▶ REQUIRED WORK:
From the article about the "Cobra Kai" creators, pull out verbatim the passage that opens with the words containing "They are also" and closes with "for a joyride.".

Jon Hurwitz, Josh Heald, and Hayden Schlossberg are riding high right now. "Cobra Kai," their dramatic-comedic update of the "Karate Kid" movies, is a hit, with its recently-released 5th season topping 100 million hours viewed in its first week. Given the boon their show has provided for Netflix, it is no surprise that the trio already has the greenlight for two other big-ticket projects. Heald, Hurwitz, and Schlossberg are already in production for the military comedy series "Obliterated" (via Deadline).

They are also giving us permission to keep indulging our collective 1980s nostalgia. In August it was announced that Schlossberg, Heald, and Hurwitz would be helming a series called "Sam and Victor's Day Off." As the title implies, this is a spin-off of the beloved 1986 comedy "Ferris Bueller's Day Off," and will follow the two valets who we briefly see taking Cameron's (Alan Ruck) father's prized classic Ferrari out for a joyride.

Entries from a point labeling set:
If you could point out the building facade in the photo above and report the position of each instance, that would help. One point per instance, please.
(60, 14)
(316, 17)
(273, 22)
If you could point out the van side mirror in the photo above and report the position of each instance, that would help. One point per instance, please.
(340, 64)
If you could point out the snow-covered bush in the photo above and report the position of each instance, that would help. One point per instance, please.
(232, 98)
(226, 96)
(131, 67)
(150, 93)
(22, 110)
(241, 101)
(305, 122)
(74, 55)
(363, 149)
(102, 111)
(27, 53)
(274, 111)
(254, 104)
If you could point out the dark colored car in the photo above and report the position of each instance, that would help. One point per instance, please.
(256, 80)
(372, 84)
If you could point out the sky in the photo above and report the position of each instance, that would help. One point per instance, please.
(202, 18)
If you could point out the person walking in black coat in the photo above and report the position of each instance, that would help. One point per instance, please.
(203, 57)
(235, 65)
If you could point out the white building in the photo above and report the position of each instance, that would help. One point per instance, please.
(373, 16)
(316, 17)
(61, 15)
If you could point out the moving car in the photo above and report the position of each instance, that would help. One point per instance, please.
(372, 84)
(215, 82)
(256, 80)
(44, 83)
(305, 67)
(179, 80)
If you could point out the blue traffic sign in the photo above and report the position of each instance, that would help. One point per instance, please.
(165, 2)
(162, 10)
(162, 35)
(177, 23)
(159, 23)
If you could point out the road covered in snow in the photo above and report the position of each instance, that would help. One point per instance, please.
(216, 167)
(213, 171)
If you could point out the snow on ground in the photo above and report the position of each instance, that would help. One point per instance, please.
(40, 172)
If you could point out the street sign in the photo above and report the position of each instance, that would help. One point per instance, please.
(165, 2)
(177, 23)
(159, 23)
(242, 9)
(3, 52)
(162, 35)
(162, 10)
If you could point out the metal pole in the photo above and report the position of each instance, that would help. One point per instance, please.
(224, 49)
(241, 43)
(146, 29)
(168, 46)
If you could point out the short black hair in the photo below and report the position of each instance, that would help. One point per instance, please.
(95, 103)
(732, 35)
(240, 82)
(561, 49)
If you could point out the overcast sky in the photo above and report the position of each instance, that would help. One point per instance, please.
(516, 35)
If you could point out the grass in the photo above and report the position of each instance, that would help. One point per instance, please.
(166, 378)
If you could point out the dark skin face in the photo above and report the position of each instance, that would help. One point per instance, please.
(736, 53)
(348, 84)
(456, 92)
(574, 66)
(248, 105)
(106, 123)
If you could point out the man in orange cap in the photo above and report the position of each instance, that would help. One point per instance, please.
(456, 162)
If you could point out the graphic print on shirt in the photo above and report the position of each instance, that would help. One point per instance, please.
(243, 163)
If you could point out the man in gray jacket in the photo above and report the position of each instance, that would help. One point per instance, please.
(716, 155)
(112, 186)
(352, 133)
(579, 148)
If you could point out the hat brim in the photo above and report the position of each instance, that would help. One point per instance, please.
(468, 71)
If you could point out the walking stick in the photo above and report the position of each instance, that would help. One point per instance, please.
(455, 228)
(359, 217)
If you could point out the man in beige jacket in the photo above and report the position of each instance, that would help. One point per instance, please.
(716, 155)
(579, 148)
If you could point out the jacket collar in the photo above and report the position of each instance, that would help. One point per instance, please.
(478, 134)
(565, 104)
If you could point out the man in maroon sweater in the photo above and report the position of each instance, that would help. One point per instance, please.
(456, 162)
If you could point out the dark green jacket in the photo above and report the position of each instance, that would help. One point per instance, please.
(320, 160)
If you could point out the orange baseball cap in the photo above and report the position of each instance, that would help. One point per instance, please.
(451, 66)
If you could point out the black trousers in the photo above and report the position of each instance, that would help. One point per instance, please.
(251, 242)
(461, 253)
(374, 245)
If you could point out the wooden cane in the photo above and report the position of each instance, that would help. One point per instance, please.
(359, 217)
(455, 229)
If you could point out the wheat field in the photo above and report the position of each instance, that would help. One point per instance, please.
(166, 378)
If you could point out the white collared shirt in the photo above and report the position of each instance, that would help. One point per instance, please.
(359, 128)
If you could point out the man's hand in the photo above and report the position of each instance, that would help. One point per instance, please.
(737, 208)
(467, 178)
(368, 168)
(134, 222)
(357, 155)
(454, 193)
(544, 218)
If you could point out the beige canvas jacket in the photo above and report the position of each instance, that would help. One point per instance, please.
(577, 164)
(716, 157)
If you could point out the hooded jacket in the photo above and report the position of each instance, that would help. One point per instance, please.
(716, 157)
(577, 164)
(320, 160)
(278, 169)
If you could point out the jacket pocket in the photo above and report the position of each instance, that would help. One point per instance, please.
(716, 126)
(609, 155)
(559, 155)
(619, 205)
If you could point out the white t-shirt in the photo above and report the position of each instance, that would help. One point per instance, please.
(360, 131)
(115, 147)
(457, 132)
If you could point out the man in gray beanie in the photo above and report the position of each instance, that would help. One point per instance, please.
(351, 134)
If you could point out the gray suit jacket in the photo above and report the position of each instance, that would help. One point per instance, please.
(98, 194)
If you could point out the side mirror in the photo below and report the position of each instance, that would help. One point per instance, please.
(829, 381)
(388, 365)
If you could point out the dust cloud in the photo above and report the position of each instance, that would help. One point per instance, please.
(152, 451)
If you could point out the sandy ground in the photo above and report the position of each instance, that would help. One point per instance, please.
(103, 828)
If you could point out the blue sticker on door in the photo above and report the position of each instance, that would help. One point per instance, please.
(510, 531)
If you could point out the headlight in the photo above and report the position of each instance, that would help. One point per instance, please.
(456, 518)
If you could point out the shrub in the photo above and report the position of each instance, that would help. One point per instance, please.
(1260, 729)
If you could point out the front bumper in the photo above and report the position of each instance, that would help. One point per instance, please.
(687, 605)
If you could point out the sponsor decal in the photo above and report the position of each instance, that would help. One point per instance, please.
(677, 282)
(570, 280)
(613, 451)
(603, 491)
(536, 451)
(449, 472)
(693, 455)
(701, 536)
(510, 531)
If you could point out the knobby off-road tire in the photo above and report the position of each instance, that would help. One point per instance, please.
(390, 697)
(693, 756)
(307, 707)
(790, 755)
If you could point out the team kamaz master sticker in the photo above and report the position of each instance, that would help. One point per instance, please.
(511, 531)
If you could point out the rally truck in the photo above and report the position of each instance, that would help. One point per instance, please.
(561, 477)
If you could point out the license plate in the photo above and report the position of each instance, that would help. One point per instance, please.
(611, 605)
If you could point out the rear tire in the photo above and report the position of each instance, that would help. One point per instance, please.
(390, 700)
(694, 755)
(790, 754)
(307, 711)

▶ REPLY:
They are also giving us permission to keep indulging our collective 1980s nostalgia. In August it was announced that Schlossberg, Heald, and Hurwitz would be helming a series called "Sam and Victor's Day Off." As the title implies, this is a spin-off of the beloved 1986 comedy "Ferris Bueller's Day Off," and will follow the two valets who we briefly see taking Cameron's (Alan Ruck) father's prized classic Ferrari out for a joyride.